**What is asked**. Select every line of the rows that contains the word "door" and copy each one in full.

**Data shown**.
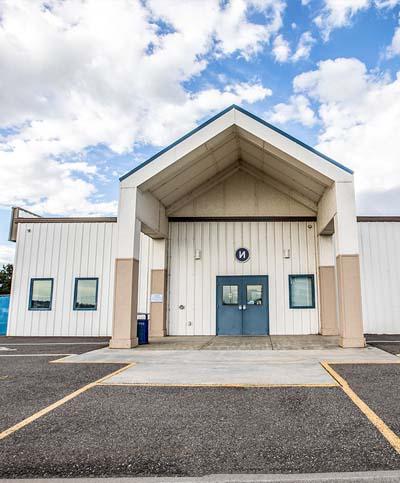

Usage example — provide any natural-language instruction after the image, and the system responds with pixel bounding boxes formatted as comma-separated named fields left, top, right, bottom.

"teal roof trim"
left=119, top=104, right=354, bottom=181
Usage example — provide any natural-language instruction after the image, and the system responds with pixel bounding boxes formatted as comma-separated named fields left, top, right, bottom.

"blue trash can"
left=138, top=314, right=149, bottom=345
left=0, top=295, right=10, bottom=335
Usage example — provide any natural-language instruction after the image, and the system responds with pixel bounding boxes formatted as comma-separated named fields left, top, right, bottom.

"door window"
left=222, top=285, right=239, bottom=305
left=246, top=285, right=263, bottom=305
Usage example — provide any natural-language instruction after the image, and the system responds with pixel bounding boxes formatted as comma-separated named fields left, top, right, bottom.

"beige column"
left=318, top=235, right=339, bottom=335
left=336, top=254, right=365, bottom=347
left=150, top=239, right=168, bottom=337
left=110, top=188, right=141, bottom=349
left=334, top=182, right=365, bottom=347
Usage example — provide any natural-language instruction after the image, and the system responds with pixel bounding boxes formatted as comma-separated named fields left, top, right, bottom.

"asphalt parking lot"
left=0, top=339, right=400, bottom=478
left=1, top=386, right=400, bottom=478
left=332, top=361, right=400, bottom=435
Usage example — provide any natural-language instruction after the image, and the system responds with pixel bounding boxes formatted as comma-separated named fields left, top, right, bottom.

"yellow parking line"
left=0, top=363, right=134, bottom=440
left=321, top=362, right=400, bottom=453
left=322, top=359, right=400, bottom=367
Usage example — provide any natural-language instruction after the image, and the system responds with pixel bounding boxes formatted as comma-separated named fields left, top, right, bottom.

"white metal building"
left=8, top=106, right=400, bottom=342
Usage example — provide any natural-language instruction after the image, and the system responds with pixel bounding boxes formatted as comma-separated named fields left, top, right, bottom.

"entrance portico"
left=110, top=106, right=364, bottom=348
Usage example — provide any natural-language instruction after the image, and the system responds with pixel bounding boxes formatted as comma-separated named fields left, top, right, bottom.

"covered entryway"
left=217, top=275, right=269, bottom=335
left=111, top=106, right=364, bottom=348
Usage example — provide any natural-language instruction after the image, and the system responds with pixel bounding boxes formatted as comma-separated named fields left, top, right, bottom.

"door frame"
left=215, top=274, right=270, bottom=337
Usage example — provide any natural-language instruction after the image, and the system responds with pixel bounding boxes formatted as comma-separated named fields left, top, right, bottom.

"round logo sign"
left=235, top=248, right=250, bottom=262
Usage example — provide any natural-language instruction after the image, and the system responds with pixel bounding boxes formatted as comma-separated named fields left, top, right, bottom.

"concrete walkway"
left=63, top=347, right=399, bottom=385
left=128, top=335, right=339, bottom=351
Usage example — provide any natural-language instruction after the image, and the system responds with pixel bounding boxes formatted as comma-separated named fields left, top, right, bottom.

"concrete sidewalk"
left=57, top=347, right=399, bottom=385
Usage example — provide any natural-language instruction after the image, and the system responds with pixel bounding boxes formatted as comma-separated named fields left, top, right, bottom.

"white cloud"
left=386, top=17, right=400, bottom=58
left=0, top=0, right=278, bottom=214
left=266, top=95, right=317, bottom=127
left=314, top=0, right=370, bottom=39
left=272, top=31, right=315, bottom=63
left=292, top=32, right=315, bottom=62
left=0, top=245, right=15, bottom=268
left=286, top=58, right=400, bottom=212
left=314, top=0, right=400, bottom=40
left=272, top=35, right=290, bottom=62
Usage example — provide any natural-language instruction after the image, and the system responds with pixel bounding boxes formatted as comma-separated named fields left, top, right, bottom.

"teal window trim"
left=289, top=274, right=315, bottom=309
left=28, top=278, right=54, bottom=312
left=72, top=277, right=99, bottom=312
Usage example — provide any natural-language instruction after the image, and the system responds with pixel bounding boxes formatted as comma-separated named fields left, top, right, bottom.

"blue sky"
left=0, top=0, right=400, bottom=263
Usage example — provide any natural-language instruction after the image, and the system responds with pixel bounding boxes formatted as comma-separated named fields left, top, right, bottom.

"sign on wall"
left=235, top=248, right=250, bottom=262
left=150, top=293, right=164, bottom=304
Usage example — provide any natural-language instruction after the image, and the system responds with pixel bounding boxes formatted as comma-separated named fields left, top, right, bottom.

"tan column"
left=336, top=254, right=365, bottom=347
left=110, top=186, right=141, bottom=349
left=334, top=183, right=365, bottom=347
left=319, top=266, right=339, bottom=335
left=110, top=258, right=139, bottom=349
left=150, top=239, right=168, bottom=337
left=318, top=235, right=339, bottom=335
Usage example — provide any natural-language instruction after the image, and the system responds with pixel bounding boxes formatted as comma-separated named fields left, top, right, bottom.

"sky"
left=0, top=0, right=400, bottom=264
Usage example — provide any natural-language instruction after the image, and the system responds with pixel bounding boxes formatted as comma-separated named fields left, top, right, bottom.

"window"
left=247, top=285, right=262, bottom=305
left=74, top=278, right=99, bottom=310
left=289, top=275, right=315, bottom=309
left=28, top=278, right=53, bottom=310
left=222, top=285, right=239, bottom=305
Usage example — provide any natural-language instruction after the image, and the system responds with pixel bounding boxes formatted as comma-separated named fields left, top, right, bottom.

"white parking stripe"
left=0, top=354, right=77, bottom=357
left=0, top=341, right=108, bottom=346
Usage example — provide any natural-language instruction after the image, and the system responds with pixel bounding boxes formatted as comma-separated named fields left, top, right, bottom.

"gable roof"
left=119, top=104, right=354, bottom=181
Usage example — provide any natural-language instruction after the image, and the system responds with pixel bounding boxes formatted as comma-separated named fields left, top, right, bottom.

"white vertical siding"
left=8, top=223, right=152, bottom=336
left=138, top=233, right=153, bottom=314
left=168, top=222, right=319, bottom=335
left=358, top=222, right=400, bottom=334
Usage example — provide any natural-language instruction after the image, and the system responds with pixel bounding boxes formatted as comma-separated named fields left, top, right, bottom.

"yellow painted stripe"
left=99, top=382, right=339, bottom=388
left=0, top=363, right=134, bottom=440
left=322, top=359, right=400, bottom=365
left=321, top=362, right=400, bottom=453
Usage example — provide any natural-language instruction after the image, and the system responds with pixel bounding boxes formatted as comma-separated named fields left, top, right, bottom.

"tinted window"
left=74, top=278, right=98, bottom=310
left=289, top=275, right=315, bottom=309
left=29, top=278, right=53, bottom=310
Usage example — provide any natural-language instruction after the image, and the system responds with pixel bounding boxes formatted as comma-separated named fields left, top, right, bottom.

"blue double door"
left=217, top=275, right=269, bottom=335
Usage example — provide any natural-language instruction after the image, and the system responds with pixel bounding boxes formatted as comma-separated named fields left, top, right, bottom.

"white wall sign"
left=235, top=248, right=250, bottom=262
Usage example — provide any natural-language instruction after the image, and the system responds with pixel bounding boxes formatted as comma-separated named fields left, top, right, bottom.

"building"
left=8, top=106, right=400, bottom=348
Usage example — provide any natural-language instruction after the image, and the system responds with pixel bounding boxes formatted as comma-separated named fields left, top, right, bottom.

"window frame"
left=72, top=277, right=99, bottom=312
left=289, top=274, right=315, bottom=309
left=221, top=283, right=240, bottom=307
left=28, top=277, right=54, bottom=312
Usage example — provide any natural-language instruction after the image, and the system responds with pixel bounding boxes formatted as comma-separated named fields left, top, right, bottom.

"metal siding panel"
left=169, top=222, right=319, bottom=335
left=358, top=222, right=400, bottom=334
left=9, top=223, right=116, bottom=336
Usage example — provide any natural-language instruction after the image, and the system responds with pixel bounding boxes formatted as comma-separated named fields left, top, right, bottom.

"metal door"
left=242, top=275, right=269, bottom=335
left=217, top=275, right=269, bottom=335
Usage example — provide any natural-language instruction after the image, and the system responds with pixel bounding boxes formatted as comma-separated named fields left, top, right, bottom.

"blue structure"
left=137, top=314, right=149, bottom=345
left=0, top=295, right=10, bottom=335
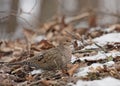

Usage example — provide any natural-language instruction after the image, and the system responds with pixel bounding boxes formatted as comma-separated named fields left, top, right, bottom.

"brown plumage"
left=8, top=44, right=72, bottom=70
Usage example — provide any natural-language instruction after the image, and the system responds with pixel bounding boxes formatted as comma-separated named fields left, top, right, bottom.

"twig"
left=66, top=12, right=90, bottom=23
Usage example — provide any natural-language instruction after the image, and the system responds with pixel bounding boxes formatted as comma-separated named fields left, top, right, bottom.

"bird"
left=7, top=43, right=72, bottom=70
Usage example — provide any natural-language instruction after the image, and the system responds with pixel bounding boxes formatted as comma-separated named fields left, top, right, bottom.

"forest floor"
left=0, top=15, right=120, bottom=86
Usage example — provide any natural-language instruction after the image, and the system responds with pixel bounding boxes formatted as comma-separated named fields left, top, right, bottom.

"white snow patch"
left=30, top=69, right=43, bottom=75
left=72, top=77, right=120, bottom=86
left=80, top=52, right=120, bottom=61
left=93, top=33, right=120, bottom=45
left=74, top=63, right=103, bottom=76
left=34, top=35, right=46, bottom=42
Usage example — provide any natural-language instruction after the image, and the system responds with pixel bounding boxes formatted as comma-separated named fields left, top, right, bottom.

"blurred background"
left=0, top=0, right=120, bottom=39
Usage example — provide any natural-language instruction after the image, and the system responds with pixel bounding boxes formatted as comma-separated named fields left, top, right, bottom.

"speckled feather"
left=8, top=45, right=72, bottom=70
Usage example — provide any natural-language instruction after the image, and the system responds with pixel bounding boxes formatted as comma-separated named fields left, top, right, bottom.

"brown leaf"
left=23, top=28, right=36, bottom=42
left=68, top=64, right=79, bottom=76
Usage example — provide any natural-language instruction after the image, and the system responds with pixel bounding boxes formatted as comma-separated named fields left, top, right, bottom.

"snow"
left=79, top=52, right=120, bottom=61
left=72, top=77, right=120, bottom=86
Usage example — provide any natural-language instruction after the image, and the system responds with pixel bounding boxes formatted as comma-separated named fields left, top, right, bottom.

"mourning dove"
left=8, top=44, right=72, bottom=70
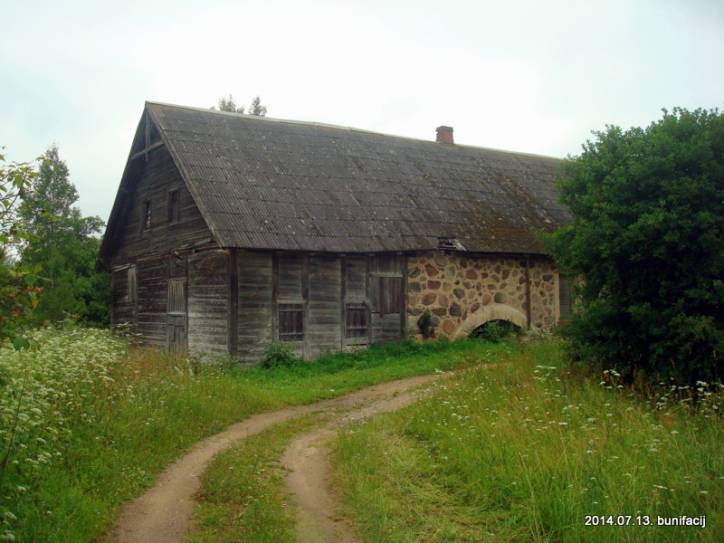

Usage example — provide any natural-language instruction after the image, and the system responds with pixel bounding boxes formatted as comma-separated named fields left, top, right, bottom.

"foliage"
left=417, top=309, right=435, bottom=339
left=0, top=148, right=42, bottom=346
left=548, top=109, right=724, bottom=384
left=259, top=341, right=301, bottom=368
left=0, top=327, right=124, bottom=534
left=249, top=96, right=266, bottom=117
left=334, top=342, right=724, bottom=543
left=470, top=320, right=520, bottom=343
left=18, top=147, right=111, bottom=326
left=0, top=325, right=494, bottom=543
left=211, top=94, right=266, bottom=117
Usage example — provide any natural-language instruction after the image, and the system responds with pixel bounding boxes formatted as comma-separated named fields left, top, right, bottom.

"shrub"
left=260, top=341, right=301, bottom=368
left=548, top=109, right=724, bottom=385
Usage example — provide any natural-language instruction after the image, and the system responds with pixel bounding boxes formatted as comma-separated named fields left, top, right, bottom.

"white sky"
left=0, top=0, right=724, bottom=220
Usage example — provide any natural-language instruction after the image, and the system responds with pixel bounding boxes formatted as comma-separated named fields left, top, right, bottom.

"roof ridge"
left=146, top=100, right=563, bottom=160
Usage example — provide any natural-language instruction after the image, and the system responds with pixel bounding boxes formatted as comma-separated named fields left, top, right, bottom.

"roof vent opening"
left=436, top=126, right=455, bottom=143
left=437, top=238, right=467, bottom=251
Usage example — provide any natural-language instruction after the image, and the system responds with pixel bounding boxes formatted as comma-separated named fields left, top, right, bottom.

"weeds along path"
left=282, top=376, right=434, bottom=543
left=108, top=375, right=436, bottom=543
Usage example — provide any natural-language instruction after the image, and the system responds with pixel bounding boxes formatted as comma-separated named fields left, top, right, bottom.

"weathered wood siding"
left=110, top=147, right=218, bottom=347
left=188, top=250, right=229, bottom=356
left=237, top=251, right=272, bottom=361
left=369, top=255, right=405, bottom=343
left=304, top=256, right=343, bottom=358
left=112, top=147, right=215, bottom=264
left=237, top=251, right=405, bottom=362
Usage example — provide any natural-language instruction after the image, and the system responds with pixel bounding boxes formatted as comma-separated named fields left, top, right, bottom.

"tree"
left=249, top=96, right=266, bottom=117
left=548, top=108, right=724, bottom=384
left=216, top=94, right=244, bottom=113
left=0, top=147, right=42, bottom=346
left=211, top=94, right=266, bottom=117
left=18, top=147, right=110, bottom=325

**Complete output**.
"door window"
"door frame"
"blue double door"
"metal door"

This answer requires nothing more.